***** Record extracts

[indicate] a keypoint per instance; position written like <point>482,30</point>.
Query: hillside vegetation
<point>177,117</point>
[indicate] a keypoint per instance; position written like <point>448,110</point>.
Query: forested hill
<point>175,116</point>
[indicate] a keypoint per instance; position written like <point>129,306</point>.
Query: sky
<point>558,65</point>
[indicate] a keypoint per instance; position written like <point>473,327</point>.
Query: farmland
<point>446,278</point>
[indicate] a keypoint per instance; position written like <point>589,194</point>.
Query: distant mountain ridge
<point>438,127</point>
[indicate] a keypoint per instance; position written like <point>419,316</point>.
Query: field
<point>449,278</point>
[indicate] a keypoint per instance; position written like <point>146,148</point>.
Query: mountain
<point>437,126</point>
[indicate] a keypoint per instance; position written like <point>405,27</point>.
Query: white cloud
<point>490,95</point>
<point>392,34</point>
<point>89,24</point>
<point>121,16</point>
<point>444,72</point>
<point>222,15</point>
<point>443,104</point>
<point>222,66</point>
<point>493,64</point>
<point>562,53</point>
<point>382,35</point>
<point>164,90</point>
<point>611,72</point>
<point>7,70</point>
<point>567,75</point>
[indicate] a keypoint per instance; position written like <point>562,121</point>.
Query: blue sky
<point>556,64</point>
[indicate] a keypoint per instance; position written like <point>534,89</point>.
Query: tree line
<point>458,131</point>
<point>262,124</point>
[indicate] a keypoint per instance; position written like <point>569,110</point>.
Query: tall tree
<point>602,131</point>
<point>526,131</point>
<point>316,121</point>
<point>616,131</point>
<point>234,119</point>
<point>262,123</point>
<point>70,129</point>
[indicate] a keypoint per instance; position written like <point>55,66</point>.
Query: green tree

**********

(Problem details) Set out every line of the material above as a numbered list, leaving out any blank lines.

(Exercise solution)
1. [indicate] a keypoint per instance; position written like <point>482,30</point>.
2. Query: hillside vegetation
3. <point>177,117</point>
4. [indicate] a keypoint per instance; position written like <point>448,110</point>.
5. Query: forested hill
6. <point>175,116</point>
7. [indicate] a keypoint per instance; position written like <point>129,306</point>.
8. Query: sky
9. <point>558,65</point>
10. [indicate] a keypoint per instance; position written like <point>473,327</point>.
11. Query: farmland
12. <point>446,278</point>
13. [indicate] a keypoint per instance; position written like <point>589,194</point>.
14. Query: distant mountain ridge
15. <point>438,127</point>
16. [indicate] a keypoint per instance; position written like <point>419,316</point>.
17. Query: field
18. <point>449,278</point>
19. [indicate] a keypoint per instance; position written like <point>146,148</point>.
20. Query: mountain
21. <point>437,126</point>
22. [indicate] a keypoint per instance; position written like <point>405,27</point>.
23. Query: white cloud
24. <point>490,95</point>
25. <point>392,34</point>
26. <point>89,24</point>
27. <point>121,16</point>
28. <point>444,72</point>
29. <point>222,15</point>
30. <point>443,104</point>
31. <point>222,66</point>
32. <point>493,64</point>
33. <point>562,53</point>
34. <point>382,35</point>
35. <point>164,90</point>
36. <point>611,72</point>
37. <point>7,70</point>
38. <point>567,75</point>
39. [indicate] a keypoint per instance; position written like <point>562,121</point>.
40. Query: blue sky
41. <point>556,64</point>
42. [indicate] a keypoint per instance; position written like <point>534,89</point>.
43. Query: tree line
44. <point>458,131</point>
45. <point>262,124</point>
46. [indicate] a keypoint per instance; position written like <point>569,110</point>.
47. Query: tall tree
48. <point>602,131</point>
49. <point>526,131</point>
50. <point>316,121</point>
51. <point>616,131</point>
52. <point>234,119</point>
53. <point>262,123</point>
54. <point>70,129</point>
55. [indicate] a keypoint per instance; position written like <point>55,66</point>.
56. Query: green tree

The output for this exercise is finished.